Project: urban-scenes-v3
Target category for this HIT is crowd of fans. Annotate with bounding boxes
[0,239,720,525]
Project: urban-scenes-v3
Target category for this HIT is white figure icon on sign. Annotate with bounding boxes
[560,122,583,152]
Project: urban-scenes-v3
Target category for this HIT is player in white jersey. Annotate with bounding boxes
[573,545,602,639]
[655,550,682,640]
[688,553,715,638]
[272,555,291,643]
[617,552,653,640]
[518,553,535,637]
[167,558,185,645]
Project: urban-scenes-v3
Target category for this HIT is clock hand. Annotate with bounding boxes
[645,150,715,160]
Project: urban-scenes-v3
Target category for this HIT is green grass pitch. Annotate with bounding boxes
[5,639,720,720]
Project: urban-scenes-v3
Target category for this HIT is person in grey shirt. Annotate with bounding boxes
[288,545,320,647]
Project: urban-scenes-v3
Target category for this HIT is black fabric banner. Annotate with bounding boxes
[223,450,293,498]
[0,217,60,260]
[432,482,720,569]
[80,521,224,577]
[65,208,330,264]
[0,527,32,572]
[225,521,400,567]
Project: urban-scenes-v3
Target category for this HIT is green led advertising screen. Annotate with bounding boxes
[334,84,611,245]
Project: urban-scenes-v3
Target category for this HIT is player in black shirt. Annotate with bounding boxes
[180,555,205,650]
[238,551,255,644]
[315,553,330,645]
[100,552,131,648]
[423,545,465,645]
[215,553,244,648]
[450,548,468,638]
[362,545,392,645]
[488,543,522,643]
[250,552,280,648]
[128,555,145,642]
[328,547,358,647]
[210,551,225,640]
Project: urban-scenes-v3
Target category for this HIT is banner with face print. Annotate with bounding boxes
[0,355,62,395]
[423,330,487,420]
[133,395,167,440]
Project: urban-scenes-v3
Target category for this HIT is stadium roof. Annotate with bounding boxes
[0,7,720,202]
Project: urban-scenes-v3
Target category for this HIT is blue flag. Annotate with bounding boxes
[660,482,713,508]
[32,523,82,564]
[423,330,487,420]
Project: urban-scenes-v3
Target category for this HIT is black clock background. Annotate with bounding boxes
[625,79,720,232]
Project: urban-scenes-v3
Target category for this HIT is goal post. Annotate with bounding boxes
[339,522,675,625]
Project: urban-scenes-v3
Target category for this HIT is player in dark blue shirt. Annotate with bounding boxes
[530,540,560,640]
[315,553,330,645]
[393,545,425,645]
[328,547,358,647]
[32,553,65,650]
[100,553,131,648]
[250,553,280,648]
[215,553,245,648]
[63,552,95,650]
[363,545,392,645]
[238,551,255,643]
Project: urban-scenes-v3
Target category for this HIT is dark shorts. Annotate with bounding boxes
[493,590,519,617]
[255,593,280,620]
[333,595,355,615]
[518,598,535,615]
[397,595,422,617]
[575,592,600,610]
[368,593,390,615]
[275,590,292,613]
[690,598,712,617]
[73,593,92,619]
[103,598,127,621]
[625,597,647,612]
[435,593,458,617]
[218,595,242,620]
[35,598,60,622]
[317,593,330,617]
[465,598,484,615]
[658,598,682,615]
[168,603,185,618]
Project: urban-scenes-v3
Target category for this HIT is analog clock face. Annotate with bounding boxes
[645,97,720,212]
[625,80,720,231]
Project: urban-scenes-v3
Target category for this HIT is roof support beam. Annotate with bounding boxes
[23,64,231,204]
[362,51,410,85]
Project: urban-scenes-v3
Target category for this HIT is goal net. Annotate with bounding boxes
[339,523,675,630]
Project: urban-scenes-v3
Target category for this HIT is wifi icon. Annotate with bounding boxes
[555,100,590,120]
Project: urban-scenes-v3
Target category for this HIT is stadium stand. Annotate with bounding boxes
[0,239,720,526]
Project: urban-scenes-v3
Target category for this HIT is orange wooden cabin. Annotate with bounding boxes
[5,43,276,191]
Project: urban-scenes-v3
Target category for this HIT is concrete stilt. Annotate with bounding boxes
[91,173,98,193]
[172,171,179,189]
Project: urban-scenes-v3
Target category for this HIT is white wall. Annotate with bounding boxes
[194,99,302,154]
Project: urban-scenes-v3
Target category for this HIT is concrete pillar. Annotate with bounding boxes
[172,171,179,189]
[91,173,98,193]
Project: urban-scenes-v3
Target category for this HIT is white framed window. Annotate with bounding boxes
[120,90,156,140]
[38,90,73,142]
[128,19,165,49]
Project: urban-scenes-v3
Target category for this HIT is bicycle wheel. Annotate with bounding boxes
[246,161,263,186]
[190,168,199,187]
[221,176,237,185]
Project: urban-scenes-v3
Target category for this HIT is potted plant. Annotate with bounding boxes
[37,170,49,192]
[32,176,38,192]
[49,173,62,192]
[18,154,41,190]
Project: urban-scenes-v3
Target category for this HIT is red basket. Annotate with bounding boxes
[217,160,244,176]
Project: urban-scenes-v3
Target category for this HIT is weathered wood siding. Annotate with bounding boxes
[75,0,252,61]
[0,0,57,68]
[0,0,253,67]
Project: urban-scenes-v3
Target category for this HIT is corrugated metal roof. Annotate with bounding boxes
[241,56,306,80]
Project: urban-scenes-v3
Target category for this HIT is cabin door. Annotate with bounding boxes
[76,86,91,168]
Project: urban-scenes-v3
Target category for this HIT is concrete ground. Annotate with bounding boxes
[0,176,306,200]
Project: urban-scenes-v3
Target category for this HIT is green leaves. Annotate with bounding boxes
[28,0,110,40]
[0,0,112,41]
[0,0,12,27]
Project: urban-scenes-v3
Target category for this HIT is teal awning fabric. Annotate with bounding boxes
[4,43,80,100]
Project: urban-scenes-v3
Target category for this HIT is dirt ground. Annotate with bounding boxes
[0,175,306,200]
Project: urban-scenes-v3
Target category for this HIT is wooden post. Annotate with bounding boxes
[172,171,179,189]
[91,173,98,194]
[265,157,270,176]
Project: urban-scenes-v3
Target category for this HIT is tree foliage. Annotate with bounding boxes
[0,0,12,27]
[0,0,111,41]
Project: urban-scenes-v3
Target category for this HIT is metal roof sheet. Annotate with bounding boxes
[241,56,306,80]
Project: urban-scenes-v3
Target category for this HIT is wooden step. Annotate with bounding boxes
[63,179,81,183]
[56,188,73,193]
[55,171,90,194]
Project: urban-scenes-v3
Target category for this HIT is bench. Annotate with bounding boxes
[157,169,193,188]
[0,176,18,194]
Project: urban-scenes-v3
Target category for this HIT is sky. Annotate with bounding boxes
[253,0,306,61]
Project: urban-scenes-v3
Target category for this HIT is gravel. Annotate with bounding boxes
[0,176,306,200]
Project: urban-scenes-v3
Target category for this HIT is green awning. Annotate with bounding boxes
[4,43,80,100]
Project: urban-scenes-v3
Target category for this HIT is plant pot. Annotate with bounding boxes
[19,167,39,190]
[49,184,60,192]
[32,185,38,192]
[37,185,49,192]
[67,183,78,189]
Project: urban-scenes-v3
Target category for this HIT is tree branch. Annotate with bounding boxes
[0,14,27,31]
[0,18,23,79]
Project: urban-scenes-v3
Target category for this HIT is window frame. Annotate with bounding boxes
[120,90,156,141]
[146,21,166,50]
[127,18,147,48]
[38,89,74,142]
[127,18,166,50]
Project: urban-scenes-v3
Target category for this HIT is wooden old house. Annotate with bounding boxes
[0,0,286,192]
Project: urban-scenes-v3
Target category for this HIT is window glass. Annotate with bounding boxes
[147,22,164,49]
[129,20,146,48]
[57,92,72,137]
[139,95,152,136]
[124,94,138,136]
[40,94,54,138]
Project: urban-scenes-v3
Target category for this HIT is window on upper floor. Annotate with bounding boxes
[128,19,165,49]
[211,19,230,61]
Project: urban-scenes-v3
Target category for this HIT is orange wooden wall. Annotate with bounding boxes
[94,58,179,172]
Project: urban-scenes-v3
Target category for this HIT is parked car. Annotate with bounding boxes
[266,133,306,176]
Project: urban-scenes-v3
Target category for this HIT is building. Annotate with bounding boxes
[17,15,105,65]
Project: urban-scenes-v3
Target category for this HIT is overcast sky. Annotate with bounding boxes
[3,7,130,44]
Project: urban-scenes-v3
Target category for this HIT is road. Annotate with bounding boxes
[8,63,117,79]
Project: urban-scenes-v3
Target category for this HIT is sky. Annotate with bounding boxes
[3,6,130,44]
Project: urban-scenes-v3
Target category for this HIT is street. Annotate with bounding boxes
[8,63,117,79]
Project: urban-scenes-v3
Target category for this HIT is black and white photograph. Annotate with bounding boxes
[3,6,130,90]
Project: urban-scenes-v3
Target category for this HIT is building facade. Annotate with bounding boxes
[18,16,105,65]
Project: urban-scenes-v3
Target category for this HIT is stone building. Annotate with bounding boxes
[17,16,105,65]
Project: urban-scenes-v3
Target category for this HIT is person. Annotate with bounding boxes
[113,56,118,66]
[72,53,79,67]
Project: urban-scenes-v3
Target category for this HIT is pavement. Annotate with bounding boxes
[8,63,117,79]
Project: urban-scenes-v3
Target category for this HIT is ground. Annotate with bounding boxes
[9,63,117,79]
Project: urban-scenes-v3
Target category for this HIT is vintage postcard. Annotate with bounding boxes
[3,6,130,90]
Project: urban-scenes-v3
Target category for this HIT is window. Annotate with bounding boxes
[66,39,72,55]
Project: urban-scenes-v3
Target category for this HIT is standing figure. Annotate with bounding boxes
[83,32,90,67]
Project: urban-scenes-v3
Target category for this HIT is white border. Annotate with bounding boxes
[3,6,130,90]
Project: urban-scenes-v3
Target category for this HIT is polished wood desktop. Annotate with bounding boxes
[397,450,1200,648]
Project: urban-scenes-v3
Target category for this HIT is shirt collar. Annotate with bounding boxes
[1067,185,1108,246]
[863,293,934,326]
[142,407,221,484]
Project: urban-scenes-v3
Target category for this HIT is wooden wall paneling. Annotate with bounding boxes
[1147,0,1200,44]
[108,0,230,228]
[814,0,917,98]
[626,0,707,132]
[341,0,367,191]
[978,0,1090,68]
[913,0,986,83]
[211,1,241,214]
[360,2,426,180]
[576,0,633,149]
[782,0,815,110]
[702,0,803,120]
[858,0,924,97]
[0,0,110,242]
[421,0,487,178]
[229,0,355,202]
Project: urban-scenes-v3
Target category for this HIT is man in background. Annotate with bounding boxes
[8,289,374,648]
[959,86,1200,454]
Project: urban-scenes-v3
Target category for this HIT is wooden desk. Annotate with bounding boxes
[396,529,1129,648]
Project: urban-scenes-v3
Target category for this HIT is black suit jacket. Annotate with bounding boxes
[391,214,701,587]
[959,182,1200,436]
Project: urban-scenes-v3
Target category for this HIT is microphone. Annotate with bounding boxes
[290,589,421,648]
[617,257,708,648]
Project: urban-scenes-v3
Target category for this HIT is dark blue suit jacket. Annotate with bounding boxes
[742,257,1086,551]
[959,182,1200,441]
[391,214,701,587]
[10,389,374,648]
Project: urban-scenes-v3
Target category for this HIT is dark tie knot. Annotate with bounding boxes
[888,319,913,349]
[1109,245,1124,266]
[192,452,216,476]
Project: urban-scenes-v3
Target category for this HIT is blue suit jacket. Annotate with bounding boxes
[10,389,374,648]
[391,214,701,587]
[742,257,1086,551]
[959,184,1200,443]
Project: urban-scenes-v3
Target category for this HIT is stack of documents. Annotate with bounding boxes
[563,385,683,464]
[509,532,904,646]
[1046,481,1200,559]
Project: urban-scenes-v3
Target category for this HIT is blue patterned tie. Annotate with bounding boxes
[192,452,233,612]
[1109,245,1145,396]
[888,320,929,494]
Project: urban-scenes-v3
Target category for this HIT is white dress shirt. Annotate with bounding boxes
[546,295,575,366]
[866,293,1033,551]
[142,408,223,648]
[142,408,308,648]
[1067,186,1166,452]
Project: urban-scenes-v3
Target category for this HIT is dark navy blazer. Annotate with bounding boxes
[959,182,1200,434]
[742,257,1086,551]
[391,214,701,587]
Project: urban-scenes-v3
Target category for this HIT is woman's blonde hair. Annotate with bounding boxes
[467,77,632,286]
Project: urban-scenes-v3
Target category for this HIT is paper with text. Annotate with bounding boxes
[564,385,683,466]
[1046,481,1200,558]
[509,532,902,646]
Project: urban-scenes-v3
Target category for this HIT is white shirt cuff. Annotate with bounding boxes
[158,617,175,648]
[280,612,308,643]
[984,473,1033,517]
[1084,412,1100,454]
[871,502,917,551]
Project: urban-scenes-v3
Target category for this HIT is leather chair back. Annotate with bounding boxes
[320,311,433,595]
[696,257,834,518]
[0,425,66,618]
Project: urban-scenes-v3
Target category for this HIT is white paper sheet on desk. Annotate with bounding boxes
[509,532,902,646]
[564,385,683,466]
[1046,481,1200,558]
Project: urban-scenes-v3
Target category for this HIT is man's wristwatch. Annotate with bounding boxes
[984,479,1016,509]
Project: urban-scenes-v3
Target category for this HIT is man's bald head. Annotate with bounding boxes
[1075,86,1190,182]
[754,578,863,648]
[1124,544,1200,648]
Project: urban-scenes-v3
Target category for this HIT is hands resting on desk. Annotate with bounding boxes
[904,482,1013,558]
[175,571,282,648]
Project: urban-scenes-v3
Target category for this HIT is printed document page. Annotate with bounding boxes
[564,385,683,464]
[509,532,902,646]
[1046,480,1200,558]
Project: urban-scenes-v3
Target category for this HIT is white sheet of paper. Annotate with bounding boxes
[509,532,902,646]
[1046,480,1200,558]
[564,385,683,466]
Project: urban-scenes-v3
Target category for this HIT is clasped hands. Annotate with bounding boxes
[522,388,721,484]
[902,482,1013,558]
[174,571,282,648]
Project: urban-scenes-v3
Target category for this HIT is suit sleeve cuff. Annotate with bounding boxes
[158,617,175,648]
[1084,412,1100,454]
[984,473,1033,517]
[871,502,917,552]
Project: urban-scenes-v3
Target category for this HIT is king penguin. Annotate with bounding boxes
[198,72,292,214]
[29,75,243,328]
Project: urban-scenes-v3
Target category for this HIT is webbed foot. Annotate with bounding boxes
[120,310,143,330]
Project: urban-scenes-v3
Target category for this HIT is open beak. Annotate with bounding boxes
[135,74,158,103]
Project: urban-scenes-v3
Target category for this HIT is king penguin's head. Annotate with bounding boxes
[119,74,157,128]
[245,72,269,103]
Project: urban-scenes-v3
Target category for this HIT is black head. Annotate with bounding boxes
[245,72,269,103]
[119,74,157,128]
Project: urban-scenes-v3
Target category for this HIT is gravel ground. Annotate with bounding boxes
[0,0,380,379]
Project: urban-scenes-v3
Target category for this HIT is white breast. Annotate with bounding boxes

────────────────────

_Task prompt_
From the data above, extract every line that contains the string "green", matching case exactly.

_Full answer_
Target category for this HIT is green grass pitch. Annotate with bounding boxes
Target category for this HIT is green led advertising screen. Annotate with bounding boxes
Target category for this HIT is green leaves. Annotate with bounding boxes
Target category for this HIT is green awning. Annotate with bounding boxes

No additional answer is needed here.